- _Task_: Please copy out the data below line for line, changing nothing.

====== Listed entries

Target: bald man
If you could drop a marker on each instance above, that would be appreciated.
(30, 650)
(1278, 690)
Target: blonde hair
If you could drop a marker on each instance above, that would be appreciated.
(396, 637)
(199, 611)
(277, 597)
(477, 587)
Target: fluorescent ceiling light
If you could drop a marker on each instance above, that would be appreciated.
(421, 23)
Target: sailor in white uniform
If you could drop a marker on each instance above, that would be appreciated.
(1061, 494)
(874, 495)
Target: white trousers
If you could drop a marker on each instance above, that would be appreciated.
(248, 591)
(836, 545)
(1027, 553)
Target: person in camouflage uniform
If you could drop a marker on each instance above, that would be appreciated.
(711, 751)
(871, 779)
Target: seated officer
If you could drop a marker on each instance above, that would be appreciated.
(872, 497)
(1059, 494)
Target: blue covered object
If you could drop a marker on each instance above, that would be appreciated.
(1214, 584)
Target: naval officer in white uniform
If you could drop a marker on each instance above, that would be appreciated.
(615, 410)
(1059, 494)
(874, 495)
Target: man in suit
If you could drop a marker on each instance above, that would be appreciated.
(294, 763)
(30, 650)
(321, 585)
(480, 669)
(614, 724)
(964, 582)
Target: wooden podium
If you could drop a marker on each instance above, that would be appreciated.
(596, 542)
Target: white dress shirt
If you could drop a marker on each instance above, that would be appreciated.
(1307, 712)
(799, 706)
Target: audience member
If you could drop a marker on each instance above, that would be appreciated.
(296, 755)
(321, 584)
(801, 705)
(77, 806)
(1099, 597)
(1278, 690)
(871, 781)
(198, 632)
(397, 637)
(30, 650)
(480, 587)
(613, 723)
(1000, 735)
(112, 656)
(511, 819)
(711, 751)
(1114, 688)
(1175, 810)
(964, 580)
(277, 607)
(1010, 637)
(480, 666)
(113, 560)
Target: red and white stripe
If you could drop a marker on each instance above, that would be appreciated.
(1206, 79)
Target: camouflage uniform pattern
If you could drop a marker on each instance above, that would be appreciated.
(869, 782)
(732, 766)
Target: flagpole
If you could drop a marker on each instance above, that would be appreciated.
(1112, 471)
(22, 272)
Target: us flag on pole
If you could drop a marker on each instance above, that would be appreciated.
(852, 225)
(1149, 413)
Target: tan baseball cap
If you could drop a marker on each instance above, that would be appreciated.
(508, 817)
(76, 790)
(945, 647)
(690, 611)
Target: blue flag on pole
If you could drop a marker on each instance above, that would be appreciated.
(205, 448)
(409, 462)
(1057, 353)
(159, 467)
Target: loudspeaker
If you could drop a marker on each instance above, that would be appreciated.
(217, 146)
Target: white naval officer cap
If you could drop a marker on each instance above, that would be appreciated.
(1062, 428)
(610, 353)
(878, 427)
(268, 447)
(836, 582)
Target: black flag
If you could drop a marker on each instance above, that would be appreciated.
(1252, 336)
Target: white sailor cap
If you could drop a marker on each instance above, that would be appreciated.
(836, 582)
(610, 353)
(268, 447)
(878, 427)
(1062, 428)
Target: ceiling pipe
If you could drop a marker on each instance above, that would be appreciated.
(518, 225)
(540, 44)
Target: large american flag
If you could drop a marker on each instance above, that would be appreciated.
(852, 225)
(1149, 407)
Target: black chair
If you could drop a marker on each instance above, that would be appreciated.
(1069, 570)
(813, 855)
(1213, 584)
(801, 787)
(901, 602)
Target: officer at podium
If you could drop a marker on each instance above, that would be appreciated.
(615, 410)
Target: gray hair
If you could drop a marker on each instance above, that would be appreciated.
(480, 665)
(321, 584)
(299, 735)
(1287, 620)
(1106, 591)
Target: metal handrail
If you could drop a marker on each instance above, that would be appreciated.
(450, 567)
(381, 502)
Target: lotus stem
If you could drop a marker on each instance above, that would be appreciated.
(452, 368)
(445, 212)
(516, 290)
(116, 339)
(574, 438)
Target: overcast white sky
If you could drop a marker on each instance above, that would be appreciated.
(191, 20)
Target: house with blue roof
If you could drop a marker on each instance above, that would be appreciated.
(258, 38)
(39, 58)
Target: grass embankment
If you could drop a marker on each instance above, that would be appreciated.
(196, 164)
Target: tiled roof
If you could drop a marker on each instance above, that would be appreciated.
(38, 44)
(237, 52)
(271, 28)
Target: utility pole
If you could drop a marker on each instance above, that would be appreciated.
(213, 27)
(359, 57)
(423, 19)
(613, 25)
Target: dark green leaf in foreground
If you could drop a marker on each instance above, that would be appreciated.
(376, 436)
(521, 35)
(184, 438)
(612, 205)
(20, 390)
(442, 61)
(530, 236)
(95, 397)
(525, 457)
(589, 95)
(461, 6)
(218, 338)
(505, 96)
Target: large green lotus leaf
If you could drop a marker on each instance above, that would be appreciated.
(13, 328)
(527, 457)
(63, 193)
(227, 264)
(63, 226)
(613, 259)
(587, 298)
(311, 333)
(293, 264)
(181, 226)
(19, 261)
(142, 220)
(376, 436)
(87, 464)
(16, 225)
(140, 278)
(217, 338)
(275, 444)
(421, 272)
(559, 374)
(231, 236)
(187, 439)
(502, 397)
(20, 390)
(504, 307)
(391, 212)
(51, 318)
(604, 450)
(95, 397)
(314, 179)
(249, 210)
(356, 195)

============

- _Answer to this problem_:
Target: bald man
If you could drop a marker on each instance above, that would be appreciated.
(30, 650)
(1278, 690)
Target: blonde hair
If you could drop a marker on each instance above, that would be appreciated.
(396, 637)
(199, 611)
(277, 597)
(477, 587)
Target: fluorescent ceiling light
If you could drop a marker on each instance above, that would be appreciated.
(421, 23)
Target: sailor in white uniform
If you could drop a marker on each instance above, that would be appreciated.
(1061, 494)
(874, 495)
Target: white trousers
If you could drop a marker on each instance above, that would be appreciated.
(248, 591)
(836, 545)
(1027, 553)
Target: person in camouflage uniform
If you could drop a marker on each instance above, that would be appreciated.
(711, 751)
(871, 779)
Target: seated officer
If you could drop a marker on each instance above, that would be appreciated.
(872, 497)
(1059, 494)
Target: blue covered object
If you could drop a marker on each instance above, that would be appreciated.
(1214, 584)
Target: naval officer in white uniform
If you could drop a marker on each instance above, that would be appreciated.
(615, 410)
(1059, 494)
(874, 495)
Target: man in suit
If you could drop a marker on each instance above, that would be appreciated.
(294, 763)
(30, 650)
(321, 585)
(480, 669)
(614, 724)
(964, 582)
Target: wooden podium
If you could drop a marker on each instance above, that would be appreciated.
(596, 542)
Target: white dress shirt
If you could drop a marker on each instance above, that would be appreciated.
(1307, 712)
(799, 706)
Target: audience member
If you could drop a marker on each instance above, that would be appreciated.
(296, 755)
(321, 584)
(801, 705)
(77, 806)
(1099, 597)
(1278, 690)
(871, 781)
(198, 632)
(397, 637)
(30, 650)
(480, 587)
(613, 723)
(1000, 735)
(112, 656)
(511, 819)
(711, 751)
(1114, 688)
(1175, 810)
(964, 580)
(277, 607)
(1010, 637)
(480, 666)
(113, 560)
Target: red and white stripe
If you could drop a marker on each instance above, that would be appreciated.
(1206, 79)
Target: camouflage uniform pattern
If you could drop a marker on each instance above, that would be appreciated.
(869, 782)
(732, 766)
Target: flagpole
If you could drop a marker on each instance above, that would be appreciated.
(1112, 471)
(22, 272)
Target: us flag on pole
If you could drop a marker on each instance above, that would be appreciated.
(852, 225)
(1149, 413)
Target: tan baseball cap
If you could drop a marker on each instance above, that would be appreciated.
(508, 817)
(76, 790)
(945, 647)
(690, 611)
Target: blue flag on pole
If you could drop a marker on each instance above, that would be appreciated.
(205, 448)
(409, 462)
(1057, 353)
(159, 467)
Target: loudspeaker
If you could drop a marker on each instance above, that would be appreciated.
(217, 146)
Target: white naval officer cap
If you could drop a marker on each instance above, that would be appreciated.
(1062, 428)
(610, 353)
(878, 427)
(268, 447)
(836, 582)
Target: black flag
If you could drop a marker on each instance above, that would be appreciated.
(1252, 336)
Target: white sailor cap
If you could drop a marker on each instance above, that would be appreciated.
(836, 582)
(610, 353)
(268, 447)
(878, 427)
(1062, 428)
Target: ceiling pipe
If you could drop a marker on each instance above, that would be appreciated.
(518, 225)
(540, 44)
Target: large american flag
If you could drop a marker on each instance above, that would be appreciated.
(852, 225)
(1149, 407)
Target: black chair
If you could drop a marker on each instance above, that would be appreciated.
(1069, 570)
(813, 855)
(1213, 584)
(801, 787)
(901, 602)
Target: officer at podium
If you could drop a marker on each instance above, that would be appreciated.
(615, 410)
Target: gray hair
If you could drop a marker on each instance above, that would be appreciated.
(480, 665)
(321, 584)
(299, 735)
(1287, 620)
(1106, 591)
Target: metal handrail
If you could drop a marker on each instance above, that would be appreciated.
(450, 567)
(381, 502)
Target: lotus stem
If you could drop a marker on each instance above, that would be appreciated.
(452, 368)
(445, 212)
(516, 290)
(116, 339)
(574, 438)
Target: overcast white sky
If you could drop a marker on each instance above, that would be appreciated.
(191, 20)
Target: house with blue roof
If you could drop a marker on each instance above, that would be appreciated.
(258, 38)
(39, 58)
Target: grass embankment
If you could drop a marker on each instance above, that would be appreciated.
(196, 164)
Target: tiled roof
If you could drop a marker on each instance above, that would be appreciated.
(38, 44)
(237, 52)
(271, 28)
Target: utility pole
If you could drop a marker on each instance above, that would be appreciated.
(213, 27)
(359, 57)
(423, 19)
(613, 25)
Target: dark green leaf in foreground
If you could drop a marker on each instance above, that would be appreciated.
(376, 436)
(521, 35)
(184, 438)
(612, 205)
(20, 390)
(442, 61)
(530, 236)
(95, 397)
(525, 457)
(589, 95)
(461, 6)
(218, 338)
(505, 96)
Target: large green lotus leaf
If you could drop a marker on each instance above, that would be appreciated.
(13, 328)
(527, 457)
(63, 193)
(227, 264)
(63, 226)
(613, 259)
(587, 298)
(311, 333)
(293, 264)
(181, 226)
(19, 261)
(142, 220)
(376, 436)
(87, 464)
(16, 225)
(140, 278)
(217, 338)
(275, 444)
(421, 272)
(559, 374)
(231, 236)
(187, 439)
(502, 397)
(20, 390)
(504, 307)
(391, 212)
(51, 318)
(604, 450)
(95, 397)
(314, 179)
(249, 210)
(356, 195)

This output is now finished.